— WHAT THE TASK ASKS —
Repeat the stretch of entries below from the line with "Query: wooden fence" through the line with "Task: indicate the brick with". Include both ends and add nothing.
TASK INPUT START
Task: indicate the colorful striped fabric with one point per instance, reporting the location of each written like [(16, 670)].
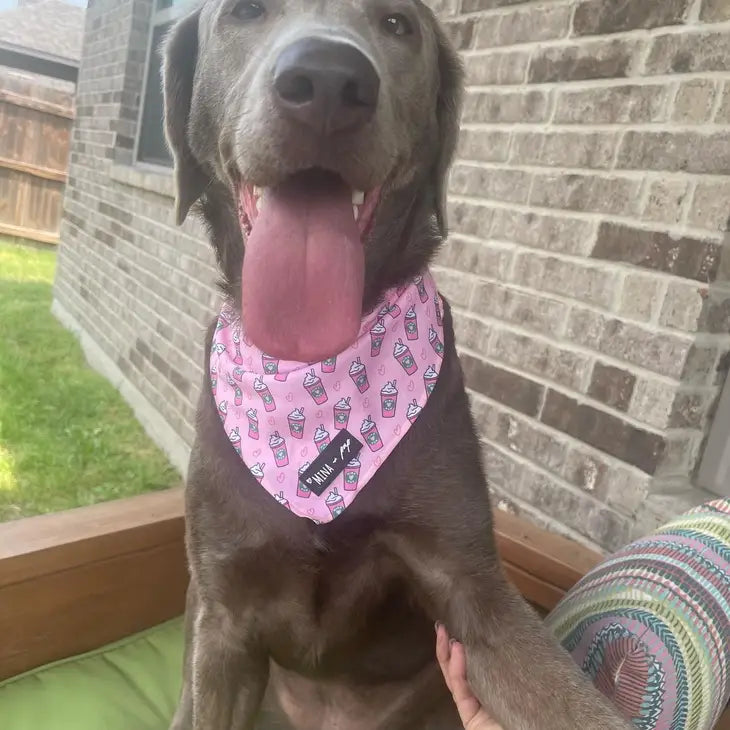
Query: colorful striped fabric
[(651, 625)]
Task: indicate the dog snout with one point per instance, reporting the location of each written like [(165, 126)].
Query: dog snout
[(326, 85)]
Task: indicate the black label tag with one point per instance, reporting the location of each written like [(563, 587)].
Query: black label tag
[(331, 462)]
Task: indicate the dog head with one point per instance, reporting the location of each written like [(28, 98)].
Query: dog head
[(321, 134)]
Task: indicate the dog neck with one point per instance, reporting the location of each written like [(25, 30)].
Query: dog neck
[(314, 434)]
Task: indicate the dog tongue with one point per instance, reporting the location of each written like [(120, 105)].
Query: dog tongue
[(303, 272)]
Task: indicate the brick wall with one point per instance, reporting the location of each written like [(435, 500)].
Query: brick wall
[(140, 288), (588, 207)]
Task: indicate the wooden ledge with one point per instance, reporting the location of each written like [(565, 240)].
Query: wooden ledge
[(73, 581), (76, 580)]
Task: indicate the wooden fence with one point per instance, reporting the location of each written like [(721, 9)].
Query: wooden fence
[(35, 135)]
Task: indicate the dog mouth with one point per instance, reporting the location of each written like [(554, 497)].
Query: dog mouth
[(252, 199), (304, 268)]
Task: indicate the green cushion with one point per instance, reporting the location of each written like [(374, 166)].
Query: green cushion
[(130, 685)]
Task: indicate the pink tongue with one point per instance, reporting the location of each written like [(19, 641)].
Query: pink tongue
[(303, 272)]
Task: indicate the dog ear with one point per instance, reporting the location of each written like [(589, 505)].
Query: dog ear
[(448, 115), (179, 58)]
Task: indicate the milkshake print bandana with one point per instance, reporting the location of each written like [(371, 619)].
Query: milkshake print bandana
[(280, 416)]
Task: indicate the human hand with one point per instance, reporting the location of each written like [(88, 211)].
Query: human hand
[(452, 659)]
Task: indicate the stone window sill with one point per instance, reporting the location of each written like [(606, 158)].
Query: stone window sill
[(151, 178)]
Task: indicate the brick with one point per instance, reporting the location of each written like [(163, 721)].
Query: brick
[(470, 219), (682, 306), (597, 17), (710, 207), (714, 11), (507, 185), (604, 59), (531, 311), (537, 357), (556, 233), (511, 389), (683, 256), (455, 287), (475, 257), (723, 112), (612, 105), (520, 435), (639, 297), (700, 366), (691, 409), (715, 316), (578, 511), (471, 332), (694, 101), (686, 151), (502, 469), (614, 195), (652, 402), (481, 146), (579, 281), (443, 8), (603, 431), (471, 6), (665, 201), (497, 67), (683, 53), (612, 386), (460, 33), (679, 455), (513, 106), (522, 26), (564, 149), (620, 488), (664, 354)]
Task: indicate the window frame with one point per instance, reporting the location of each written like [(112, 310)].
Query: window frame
[(158, 18)]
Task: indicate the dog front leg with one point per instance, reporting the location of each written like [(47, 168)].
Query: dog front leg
[(515, 668), (229, 673)]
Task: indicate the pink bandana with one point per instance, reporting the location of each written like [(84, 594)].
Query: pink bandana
[(313, 435)]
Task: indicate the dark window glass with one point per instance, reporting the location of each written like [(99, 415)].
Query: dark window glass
[(152, 146)]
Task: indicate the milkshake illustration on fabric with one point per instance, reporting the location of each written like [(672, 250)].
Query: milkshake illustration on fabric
[(283, 417)]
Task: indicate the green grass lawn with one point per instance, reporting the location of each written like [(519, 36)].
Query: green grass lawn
[(66, 436)]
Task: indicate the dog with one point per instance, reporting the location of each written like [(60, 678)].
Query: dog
[(290, 107)]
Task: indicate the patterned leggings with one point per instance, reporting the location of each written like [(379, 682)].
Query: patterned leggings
[(651, 624)]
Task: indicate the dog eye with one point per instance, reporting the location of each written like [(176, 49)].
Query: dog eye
[(248, 10), (397, 24)]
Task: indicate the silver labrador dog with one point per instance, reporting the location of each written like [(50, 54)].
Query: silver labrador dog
[(291, 624)]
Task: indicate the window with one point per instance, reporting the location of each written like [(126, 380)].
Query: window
[(151, 145)]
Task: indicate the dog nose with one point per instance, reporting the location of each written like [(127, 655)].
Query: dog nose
[(329, 86)]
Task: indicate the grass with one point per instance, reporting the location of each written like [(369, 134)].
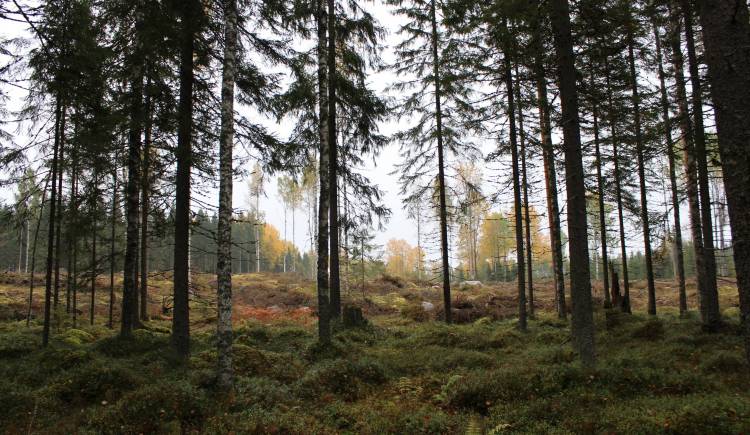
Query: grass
[(395, 375)]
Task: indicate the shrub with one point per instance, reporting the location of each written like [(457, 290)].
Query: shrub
[(17, 343), (260, 391), (724, 362), (341, 377), (415, 312), (162, 406), (652, 330), (95, 381)]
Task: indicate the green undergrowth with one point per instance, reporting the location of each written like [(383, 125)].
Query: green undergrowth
[(660, 375)]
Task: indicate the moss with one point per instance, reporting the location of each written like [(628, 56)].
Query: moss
[(161, 406)]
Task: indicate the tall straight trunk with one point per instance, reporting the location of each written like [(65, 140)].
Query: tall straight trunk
[(641, 173), (441, 166), (129, 313), (73, 271), (517, 205), (94, 265), (526, 208), (181, 317), (602, 213), (224, 335), (333, 165), (58, 216), (709, 299), (580, 284), (51, 230), (625, 303), (324, 314), (33, 250), (145, 204), (28, 247), (112, 262), (667, 126), (21, 236), (550, 176), (688, 155), (726, 35)]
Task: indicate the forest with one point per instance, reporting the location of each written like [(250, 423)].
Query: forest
[(387, 216)]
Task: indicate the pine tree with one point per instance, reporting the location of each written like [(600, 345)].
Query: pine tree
[(583, 322), (726, 34), (224, 251)]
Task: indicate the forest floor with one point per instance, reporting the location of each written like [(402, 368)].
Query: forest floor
[(404, 372)]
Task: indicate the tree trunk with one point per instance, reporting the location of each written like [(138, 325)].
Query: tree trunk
[(517, 206), (580, 284), (641, 174), (181, 317), (94, 265), (112, 250), (441, 166), (335, 283), (224, 335), (726, 35), (58, 217), (33, 251), (51, 230), (550, 176), (324, 314), (709, 299), (129, 313), (602, 214), (677, 245), (625, 305), (526, 207), (145, 205)]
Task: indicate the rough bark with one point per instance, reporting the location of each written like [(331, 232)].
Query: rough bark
[(709, 294), (324, 315), (58, 216), (224, 333), (129, 313), (677, 252), (625, 305), (688, 153), (110, 321), (190, 9), (602, 214), (639, 152), (580, 284), (550, 176), (51, 230), (33, 251), (441, 165), (726, 35), (94, 265), (335, 279), (517, 205), (145, 204), (526, 206)]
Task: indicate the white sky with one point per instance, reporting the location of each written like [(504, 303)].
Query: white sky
[(398, 226)]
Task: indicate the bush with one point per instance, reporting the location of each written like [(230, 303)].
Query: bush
[(93, 382), (724, 362), (17, 343), (159, 407), (415, 312), (260, 391), (341, 377), (652, 330)]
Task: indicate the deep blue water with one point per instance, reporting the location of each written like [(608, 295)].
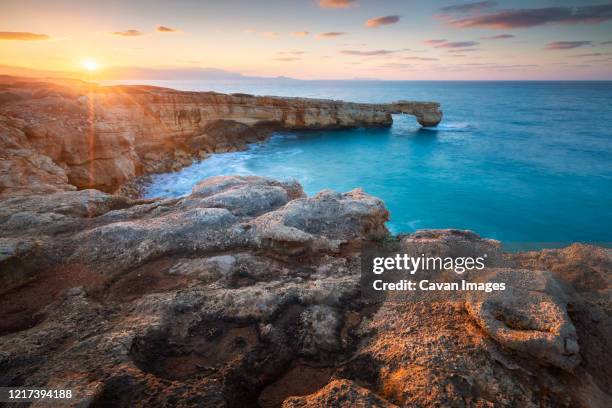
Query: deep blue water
[(514, 161)]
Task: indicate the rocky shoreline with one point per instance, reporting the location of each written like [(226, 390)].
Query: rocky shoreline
[(67, 135), (247, 292)]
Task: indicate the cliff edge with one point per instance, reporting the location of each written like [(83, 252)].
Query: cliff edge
[(66, 135)]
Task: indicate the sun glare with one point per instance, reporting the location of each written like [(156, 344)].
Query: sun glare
[(90, 65)]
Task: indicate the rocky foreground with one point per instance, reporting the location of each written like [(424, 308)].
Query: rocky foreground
[(64, 135), (247, 293)]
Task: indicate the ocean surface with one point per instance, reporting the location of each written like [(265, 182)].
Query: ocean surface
[(528, 163)]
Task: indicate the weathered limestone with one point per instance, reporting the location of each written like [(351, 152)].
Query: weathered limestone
[(248, 293), (58, 136)]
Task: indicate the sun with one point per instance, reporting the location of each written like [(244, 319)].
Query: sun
[(90, 65)]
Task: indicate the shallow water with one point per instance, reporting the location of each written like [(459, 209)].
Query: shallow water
[(523, 162)]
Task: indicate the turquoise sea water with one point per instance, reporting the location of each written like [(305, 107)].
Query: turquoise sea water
[(522, 162)]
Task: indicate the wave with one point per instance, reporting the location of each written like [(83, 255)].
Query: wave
[(452, 127)]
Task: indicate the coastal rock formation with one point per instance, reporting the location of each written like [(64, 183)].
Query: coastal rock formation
[(55, 136), (247, 293)]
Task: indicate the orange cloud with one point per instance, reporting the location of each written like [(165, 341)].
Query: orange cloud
[(367, 53), (330, 34), (385, 20), (337, 3), (164, 29), (128, 33), (22, 36)]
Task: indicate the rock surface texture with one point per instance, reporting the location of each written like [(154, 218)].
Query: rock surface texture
[(247, 293), (65, 135)]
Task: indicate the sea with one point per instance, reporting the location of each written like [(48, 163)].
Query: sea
[(528, 163)]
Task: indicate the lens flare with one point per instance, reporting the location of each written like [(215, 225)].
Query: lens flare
[(90, 65)]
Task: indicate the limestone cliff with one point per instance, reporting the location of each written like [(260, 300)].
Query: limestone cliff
[(67, 135), (248, 293)]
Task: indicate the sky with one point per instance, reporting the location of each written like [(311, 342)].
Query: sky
[(310, 39)]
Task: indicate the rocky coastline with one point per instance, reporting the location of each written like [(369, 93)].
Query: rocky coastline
[(67, 135), (247, 292)]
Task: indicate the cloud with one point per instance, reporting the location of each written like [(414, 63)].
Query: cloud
[(330, 34), (385, 20), (460, 50), (433, 42), (337, 3), (22, 36), (514, 18), (420, 59), (566, 45), (469, 7), (498, 37), (367, 53), (396, 65), (292, 52), (594, 54), (457, 44), (270, 34), (128, 33), (165, 29)]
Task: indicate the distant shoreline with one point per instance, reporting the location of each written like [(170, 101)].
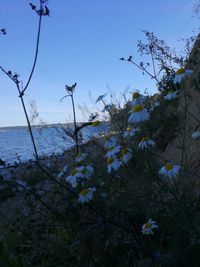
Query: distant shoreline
[(36, 126)]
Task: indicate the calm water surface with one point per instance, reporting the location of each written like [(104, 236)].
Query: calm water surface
[(15, 143)]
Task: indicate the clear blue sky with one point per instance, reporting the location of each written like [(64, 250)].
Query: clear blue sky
[(81, 42)]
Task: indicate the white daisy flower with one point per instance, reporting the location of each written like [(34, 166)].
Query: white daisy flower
[(80, 157), (196, 134), (97, 127), (181, 74), (96, 123), (62, 173), (147, 228), (137, 98), (169, 170), (155, 105), (138, 114), (85, 171), (126, 155), (100, 98), (113, 150), (86, 195), (110, 141), (130, 132), (113, 163), (171, 95), (72, 178), (146, 142)]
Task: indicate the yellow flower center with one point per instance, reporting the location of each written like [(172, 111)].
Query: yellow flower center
[(135, 95), (124, 151), (137, 108), (110, 160), (111, 148), (84, 171), (96, 123), (144, 139), (168, 167), (180, 71), (73, 172), (147, 226), (84, 192)]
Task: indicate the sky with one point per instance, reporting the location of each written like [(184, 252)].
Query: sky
[(82, 42)]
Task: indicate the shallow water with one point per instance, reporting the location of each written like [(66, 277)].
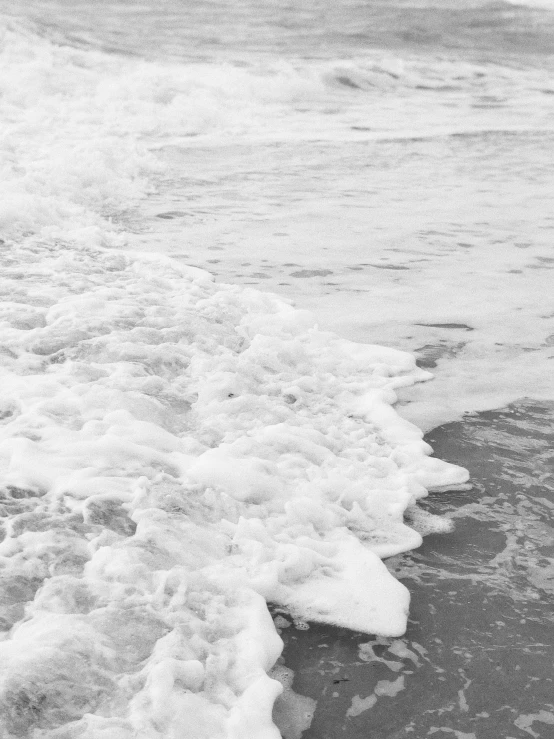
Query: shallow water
[(476, 660), (386, 165)]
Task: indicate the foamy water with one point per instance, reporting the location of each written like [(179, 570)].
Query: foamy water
[(178, 451)]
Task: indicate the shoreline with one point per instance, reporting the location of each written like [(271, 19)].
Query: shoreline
[(475, 661)]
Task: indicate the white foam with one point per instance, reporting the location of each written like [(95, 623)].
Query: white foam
[(173, 452), (160, 487)]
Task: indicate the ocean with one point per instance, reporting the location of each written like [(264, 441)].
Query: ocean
[(250, 253)]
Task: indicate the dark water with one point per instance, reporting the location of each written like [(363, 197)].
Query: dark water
[(311, 28), (476, 661)]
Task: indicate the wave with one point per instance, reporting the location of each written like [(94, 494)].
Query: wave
[(174, 453)]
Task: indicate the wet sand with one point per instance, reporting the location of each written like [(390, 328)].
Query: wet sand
[(476, 660)]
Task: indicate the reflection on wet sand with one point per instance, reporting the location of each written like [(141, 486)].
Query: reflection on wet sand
[(476, 661)]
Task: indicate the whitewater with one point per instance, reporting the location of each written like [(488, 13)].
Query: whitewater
[(179, 448)]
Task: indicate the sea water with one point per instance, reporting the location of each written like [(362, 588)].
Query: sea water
[(178, 451)]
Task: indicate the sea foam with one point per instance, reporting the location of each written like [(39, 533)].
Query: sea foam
[(174, 453)]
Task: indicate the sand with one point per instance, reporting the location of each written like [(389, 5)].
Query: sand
[(476, 661)]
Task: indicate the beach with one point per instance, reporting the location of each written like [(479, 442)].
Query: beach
[(276, 343), (476, 657)]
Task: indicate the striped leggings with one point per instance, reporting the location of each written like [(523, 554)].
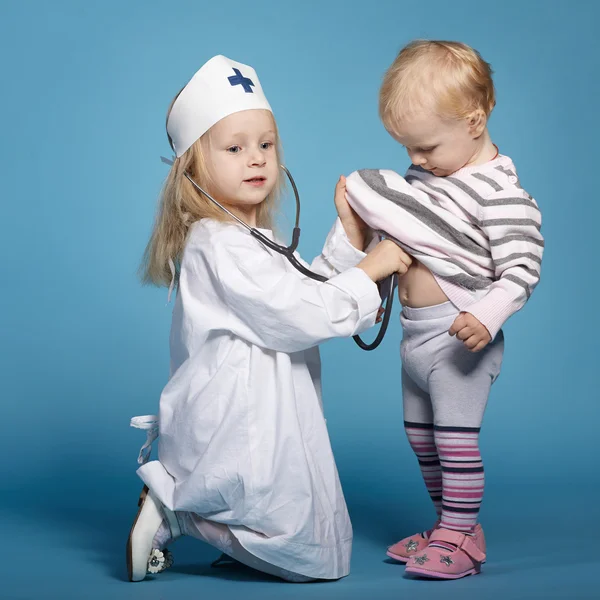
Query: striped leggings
[(445, 389)]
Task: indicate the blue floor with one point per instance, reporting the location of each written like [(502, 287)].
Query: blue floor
[(543, 549)]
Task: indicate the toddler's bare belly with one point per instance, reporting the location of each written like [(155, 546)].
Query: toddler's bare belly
[(418, 287)]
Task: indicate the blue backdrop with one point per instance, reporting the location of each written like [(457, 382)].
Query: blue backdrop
[(84, 347)]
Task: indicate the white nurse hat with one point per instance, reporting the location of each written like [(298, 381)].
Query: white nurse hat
[(220, 88)]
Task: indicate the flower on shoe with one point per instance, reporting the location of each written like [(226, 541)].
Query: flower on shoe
[(156, 561), (225, 544)]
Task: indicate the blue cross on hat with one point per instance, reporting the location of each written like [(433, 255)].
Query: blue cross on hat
[(239, 79)]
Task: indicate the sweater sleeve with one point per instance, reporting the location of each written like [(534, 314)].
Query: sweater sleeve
[(512, 222)]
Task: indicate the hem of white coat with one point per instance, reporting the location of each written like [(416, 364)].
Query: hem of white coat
[(356, 283), (325, 562), (338, 251), (314, 561)]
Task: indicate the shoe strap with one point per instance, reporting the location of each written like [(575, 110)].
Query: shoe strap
[(460, 540), (148, 423)]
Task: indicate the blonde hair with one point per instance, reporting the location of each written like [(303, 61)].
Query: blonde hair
[(449, 78), (181, 205)]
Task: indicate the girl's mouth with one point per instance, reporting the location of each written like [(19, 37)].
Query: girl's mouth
[(256, 181)]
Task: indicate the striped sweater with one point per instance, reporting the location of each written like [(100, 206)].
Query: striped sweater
[(477, 230)]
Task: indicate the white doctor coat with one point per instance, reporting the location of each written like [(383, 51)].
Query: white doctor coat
[(243, 440)]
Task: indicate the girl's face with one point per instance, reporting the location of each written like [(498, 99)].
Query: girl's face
[(440, 146), (242, 161)]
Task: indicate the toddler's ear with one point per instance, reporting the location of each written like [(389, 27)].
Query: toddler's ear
[(477, 122)]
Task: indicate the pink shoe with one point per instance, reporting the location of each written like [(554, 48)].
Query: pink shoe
[(404, 549), (437, 563)]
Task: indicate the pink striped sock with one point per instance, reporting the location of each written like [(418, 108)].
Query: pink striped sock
[(421, 440), (462, 476)]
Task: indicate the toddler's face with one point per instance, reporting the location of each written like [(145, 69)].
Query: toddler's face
[(441, 146), (241, 153)]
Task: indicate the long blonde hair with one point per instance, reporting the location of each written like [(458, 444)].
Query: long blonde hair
[(181, 205)]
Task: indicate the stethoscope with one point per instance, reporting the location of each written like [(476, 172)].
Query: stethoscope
[(386, 287)]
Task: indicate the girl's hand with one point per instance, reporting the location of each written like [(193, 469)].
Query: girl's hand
[(354, 226), (471, 331)]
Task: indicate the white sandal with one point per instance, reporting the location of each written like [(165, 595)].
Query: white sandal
[(141, 557)]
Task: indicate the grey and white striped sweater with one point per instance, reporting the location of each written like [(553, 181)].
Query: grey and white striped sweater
[(477, 230)]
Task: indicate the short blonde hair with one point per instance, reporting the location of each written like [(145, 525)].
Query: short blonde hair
[(181, 205), (449, 78)]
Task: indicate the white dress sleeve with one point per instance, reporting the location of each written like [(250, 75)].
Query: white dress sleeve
[(275, 307)]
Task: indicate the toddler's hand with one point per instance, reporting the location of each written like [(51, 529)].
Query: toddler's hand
[(471, 331), (354, 226), (384, 260)]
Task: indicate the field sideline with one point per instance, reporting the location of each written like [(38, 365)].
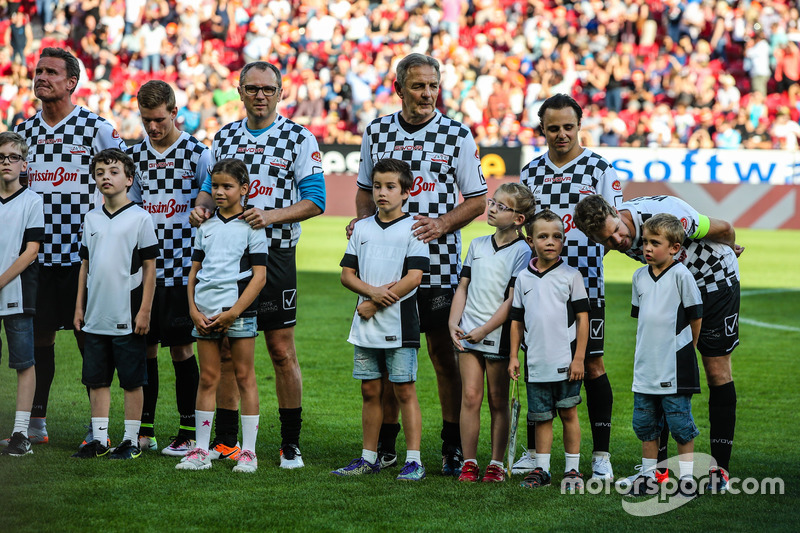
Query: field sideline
[(51, 491)]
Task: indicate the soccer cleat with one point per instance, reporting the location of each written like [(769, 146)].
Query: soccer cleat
[(525, 464), (247, 462), (412, 471), (290, 457), (219, 450), (358, 467), (717, 481), (147, 444), (91, 450), (469, 472), (195, 459), (387, 459), (18, 445), (126, 450), (601, 468), (537, 478), (572, 482), (179, 446), (494, 474), (452, 460)]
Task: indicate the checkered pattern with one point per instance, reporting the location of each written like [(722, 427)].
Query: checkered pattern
[(58, 169), (277, 159), (712, 264), (560, 190), (444, 162), (166, 185)]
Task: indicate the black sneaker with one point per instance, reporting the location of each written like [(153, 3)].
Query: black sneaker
[(126, 450), (452, 460), (91, 450), (18, 446)]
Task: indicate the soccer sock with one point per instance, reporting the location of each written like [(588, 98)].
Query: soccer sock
[(249, 432), (204, 428), (150, 393), (291, 422), (369, 456), (572, 461), (45, 357), (227, 429), (21, 422), (387, 438), (543, 461), (599, 400), (100, 429), (132, 431), (186, 378), (722, 419)]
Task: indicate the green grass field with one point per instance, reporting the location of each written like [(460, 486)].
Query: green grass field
[(51, 491)]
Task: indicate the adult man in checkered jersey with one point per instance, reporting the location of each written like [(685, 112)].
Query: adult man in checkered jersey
[(559, 178), (62, 138), (286, 187), (171, 166), (444, 160)]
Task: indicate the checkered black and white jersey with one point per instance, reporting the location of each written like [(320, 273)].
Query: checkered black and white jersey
[(713, 265), (166, 186), (58, 169), (278, 159), (444, 162), (560, 190)]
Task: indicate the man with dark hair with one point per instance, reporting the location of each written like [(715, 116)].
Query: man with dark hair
[(62, 138), (559, 178), (445, 162)]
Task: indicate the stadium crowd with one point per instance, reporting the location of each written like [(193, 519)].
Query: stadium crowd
[(696, 73)]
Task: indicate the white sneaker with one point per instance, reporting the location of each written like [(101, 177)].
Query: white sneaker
[(196, 459), (525, 464), (247, 462), (290, 457), (601, 467)]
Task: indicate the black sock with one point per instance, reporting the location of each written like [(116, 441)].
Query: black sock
[(45, 357), (186, 377), (387, 438), (226, 426), (599, 400), (722, 419), (150, 393), (291, 422)]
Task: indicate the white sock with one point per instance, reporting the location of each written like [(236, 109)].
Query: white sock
[(369, 456), (543, 461), (21, 422), (203, 421), (413, 456), (249, 432), (132, 431), (100, 429), (572, 461), (686, 468), (649, 467)]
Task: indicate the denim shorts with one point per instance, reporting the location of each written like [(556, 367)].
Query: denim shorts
TASK INPUT END
— RESPONSE —
Query: wooden fence
[(35, 135)]
Task: indicate the dog mouth with one point per instance, reporting the location of each written like [(554, 497)].
Query: dog mouth
[(252, 199), (304, 268)]
Task: indicate the green cushion with one point per instance, reporting the location of each written like [(374, 166)].
Query: green cushion
[(130, 685)]
Task: indicate the pink tongue with one point per instance, reporting the location of each written like [(19, 641)].
Query: pink tongue
[(303, 272)]
Task: indicate the dog ear with one point per instance, reporting the location of each written like [(589, 505)].
Query: dog ear
[(448, 115), (179, 58)]
Task: indicate the milkshake print bandana with one point per instance, reporting the location of each written like [(371, 619)].
Query: milkshake print bandana
[(280, 416)]
Task: indicate the human hand with one point per instance, reporting the location of each written like [(88, 211)].
Query: human hand
[(452, 659)]
Task: indicate the stone window sill with one point per instance, reporting the location of each written like [(606, 158)].
Query: stone window sill
[(151, 178)]
Task: indicate the brick with one point per instance, reporting the location of each written like [(163, 721)].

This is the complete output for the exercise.